Extract to read:
++++

Relational Algebra is a formal system of query operations used on relational databases. It provides a mathematical foundation for understanding how database queries work and serves as the theoretical basis for SQL. Relational algebra operations allow us to manipulate relations (tables) and extract meaningful information from data.

Basic Operations

Relational algebra defines six fundamental operations that form the foundation for all query processing:

Selection (σ)

Selection filters tuples (rows) based on a condition. It returns a subset of rows that satisfy the specified predicate.

Syntax

σ_condition(relation)

Example

σ_salary > 50000(Employees)

This returns all employees with a salary greater than 50,000.

Properties

  • Unary operation (operates on a single relation)
  • Commutative: σ_c1(σ_c2(R)) = σ_c2(σ_c1(R))
  • Condition can use comparison operators (=, <, >, <=, >=, !=) and logical operators (AND, OR, NOT)

Projection (π)

Projection selects specific columns (attributes) from a relation. It removes unwanted columns and returns a vertical subset of the relation.

Syntax

π_attributes(relation)

Example

π_name, salary(Employees)

This returns only the name and salary columns from the Employees table.

Properties

  • Unary operation
  • Removes duplicate tuples from the result
  • Useful for eliminating irrelevant attributes

Cartesian Product (×)

Cartesian Product combines all tuples from two relations, creating a new relation with all possible combinations of rows.

Syntax

relation1 × relation2

Example

Employees × Departments

If Employees has 10 rows and Departments has 5 rows, the result has 50 rows.

Properties

  • Binary operation
  • Commutative: R1 × R2 = R2 × R1
  • Associative: (R1 × R2) × R3 = R1 × (R2 × R3)

Union (∪)

Union combines tuples from two relations, returning all tuples that appear in either relation.

Syntax

relation1 ∪ relation2

Example

Managers ∪ Directors

This returns all people who are either managers or directors.

Properties

  • Binary operation
  • Both relations must have the same schema (union-compatible)
  • Commutative: R1 ∪ R2 = R2 ∪ R1
  • Associative: (R1 ∪ R2) ∪ R3 = R1 ∪ (R2 ∪ R3)
  • Removes duplicate tuples

Set Difference (−)

Set Difference returns tuples that appear in the first relation but not in the second.

Syntax

relation1 − relation2

Example

Employees − Managers

This returns all employees who are not managers.

Properties

  • Binary operation
  • Both relations must have the same schema
  • Not commutative: R1 − R2 ≠ R2 − R1
  • Not associative

Intersection (∩)

Intersection returns tuples that appear in both relations.

Syntax

relation1 ∩ relation2

Example

FullTimeEmployees ∩ DepartmentA

This returns employees who are both full-time and in Department A.

Properties

  • Binary operation
  • Both relations must have the same schema
  • Commutative: R1 ∩ R2 = R2 ∩ R1
  • Associative: (R1 ∩ R2) ∩ R3 = R1 ∩ (R2 ∩ R3)

++++

Recorded information:
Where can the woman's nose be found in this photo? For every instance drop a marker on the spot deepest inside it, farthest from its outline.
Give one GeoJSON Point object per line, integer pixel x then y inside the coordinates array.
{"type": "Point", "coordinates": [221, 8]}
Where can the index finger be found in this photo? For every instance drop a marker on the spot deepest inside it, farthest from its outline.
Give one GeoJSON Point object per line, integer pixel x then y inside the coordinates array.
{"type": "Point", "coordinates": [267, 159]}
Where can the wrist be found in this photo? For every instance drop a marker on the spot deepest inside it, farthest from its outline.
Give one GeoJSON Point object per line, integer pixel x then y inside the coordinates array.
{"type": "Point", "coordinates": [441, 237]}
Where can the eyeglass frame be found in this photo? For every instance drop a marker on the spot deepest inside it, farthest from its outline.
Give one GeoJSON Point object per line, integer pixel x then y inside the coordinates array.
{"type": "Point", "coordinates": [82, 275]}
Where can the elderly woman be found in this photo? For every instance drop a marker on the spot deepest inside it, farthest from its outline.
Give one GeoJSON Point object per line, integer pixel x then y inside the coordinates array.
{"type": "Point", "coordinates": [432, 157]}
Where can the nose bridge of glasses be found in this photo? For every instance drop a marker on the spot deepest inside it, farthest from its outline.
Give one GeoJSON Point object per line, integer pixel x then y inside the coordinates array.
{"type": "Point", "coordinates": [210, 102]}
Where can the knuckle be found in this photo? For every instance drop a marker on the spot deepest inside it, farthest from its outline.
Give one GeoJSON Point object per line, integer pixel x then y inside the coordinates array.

++++

To be done:
1 – Answer these from the relational algebra text:
(a) If Employees has 10 rows and Departments has 5 rows, how many rows does Employees × Departments produce?
(b) Which operation is listed as both not commutative and not associative?
(c) Which operation does the text say returns a vertical subset of the relation?
2 – Reproduce word for word everything in the relational algebra text from "Projection (π)" down to "π_attributes(relation)".

In response:
1 –
(a) 50 rows.
(b) Set Difference (−).
(c) Projection (π).

2 –
Projection (π)

Projection selects specific columns (attributes) from a relation. It removes unwanted columns and returns a vertical subset of the relation.

Syntax

π_attributes(relation)